**Work required**
Copy out every line of the records below without changing anything.

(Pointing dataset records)
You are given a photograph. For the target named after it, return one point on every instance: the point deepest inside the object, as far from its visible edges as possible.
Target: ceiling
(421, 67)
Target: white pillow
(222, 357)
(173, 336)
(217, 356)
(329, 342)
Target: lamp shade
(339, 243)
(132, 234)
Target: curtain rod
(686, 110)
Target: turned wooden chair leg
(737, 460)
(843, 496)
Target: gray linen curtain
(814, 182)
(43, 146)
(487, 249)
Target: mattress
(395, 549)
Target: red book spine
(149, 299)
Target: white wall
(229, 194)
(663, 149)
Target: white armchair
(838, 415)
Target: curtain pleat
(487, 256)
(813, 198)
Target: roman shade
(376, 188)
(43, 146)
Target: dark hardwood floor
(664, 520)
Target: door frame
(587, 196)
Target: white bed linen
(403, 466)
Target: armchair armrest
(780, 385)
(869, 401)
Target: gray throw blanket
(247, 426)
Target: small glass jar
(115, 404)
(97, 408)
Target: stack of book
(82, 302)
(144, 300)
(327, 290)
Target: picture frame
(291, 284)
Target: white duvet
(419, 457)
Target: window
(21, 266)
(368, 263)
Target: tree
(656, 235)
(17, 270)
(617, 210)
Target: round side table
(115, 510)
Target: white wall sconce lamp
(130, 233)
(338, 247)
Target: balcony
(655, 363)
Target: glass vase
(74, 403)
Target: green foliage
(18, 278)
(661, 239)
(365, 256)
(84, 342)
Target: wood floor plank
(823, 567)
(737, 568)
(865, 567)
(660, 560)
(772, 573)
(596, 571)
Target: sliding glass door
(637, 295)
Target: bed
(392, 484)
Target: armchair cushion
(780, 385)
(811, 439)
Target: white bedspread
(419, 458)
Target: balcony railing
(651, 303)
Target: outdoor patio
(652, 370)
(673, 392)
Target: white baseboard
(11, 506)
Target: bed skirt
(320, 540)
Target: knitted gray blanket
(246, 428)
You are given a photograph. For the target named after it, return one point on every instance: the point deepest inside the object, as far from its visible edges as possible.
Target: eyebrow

**Expected answer**
You are given a photograph. For the target named after it, return one point on every instance: the point deepest inside the object, as far from its visible edges as possible.
Target: ceiling
(421, 67)
Target: white pillow
(222, 357)
(173, 336)
(217, 356)
(329, 342)
Target: lamp shade
(339, 243)
(132, 234)
Target: curtain rod
(686, 110)
Target: turned wooden chair leg
(737, 460)
(843, 496)
Target: gray linen curtain
(814, 182)
(43, 146)
(487, 249)
Target: mattress
(395, 549)
Target: red book spine
(149, 299)
Target: white wall
(229, 194)
(663, 149)
Target: white armchair
(838, 415)
Target: curtain pleat
(487, 256)
(813, 198)
Target: roman shade
(376, 188)
(43, 146)
Target: dark hardwood floor
(664, 520)
Target: door frame
(587, 196)
Target: white bed linen
(403, 466)
Target: armchair armrest
(780, 385)
(869, 401)
Target: gray throw blanket
(247, 426)
Target: small glass jar
(115, 404)
(97, 408)
Target: stack of book
(82, 302)
(144, 300)
(327, 290)
Target: picture frame
(291, 284)
Target: white duvet
(419, 457)
Target: window
(21, 266)
(368, 263)
Target: tree
(656, 235)
(17, 270)
(617, 210)
Target: round side table
(115, 510)
Target: white wall sconce lamp
(130, 233)
(338, 247)
Target: balcony
(655, 363)
Target: glass vase
(74, 403)
Target: green foliage
(18, 278)
(661, 239)
(365, 256)
(84, 342)
Target: wood floor plank
(823, 567)
(737, 568)
(865, 567)
(660, 560)
(772, 573)
(596, 571)
Target: sliding glass door
(637, 295)
Target: bed
(392, 484)
Target: armchair cushion
(780, 385)
(811, 439)
Target: white bedspread
(419, 458)
Target: balcony railing
(651, 303)
Target: outdoor patio
(652, 370)
(673, 392)
Target: white baseboard
(11, 506)
Target: bed skirt
(320, 540)
Target: knitted gray blanket
(246, 428)
You are given a photograph. For the target named after it, return one point on every instance: the point deepest inside the object, as far from its visible edges as possible.
Target: eyebrow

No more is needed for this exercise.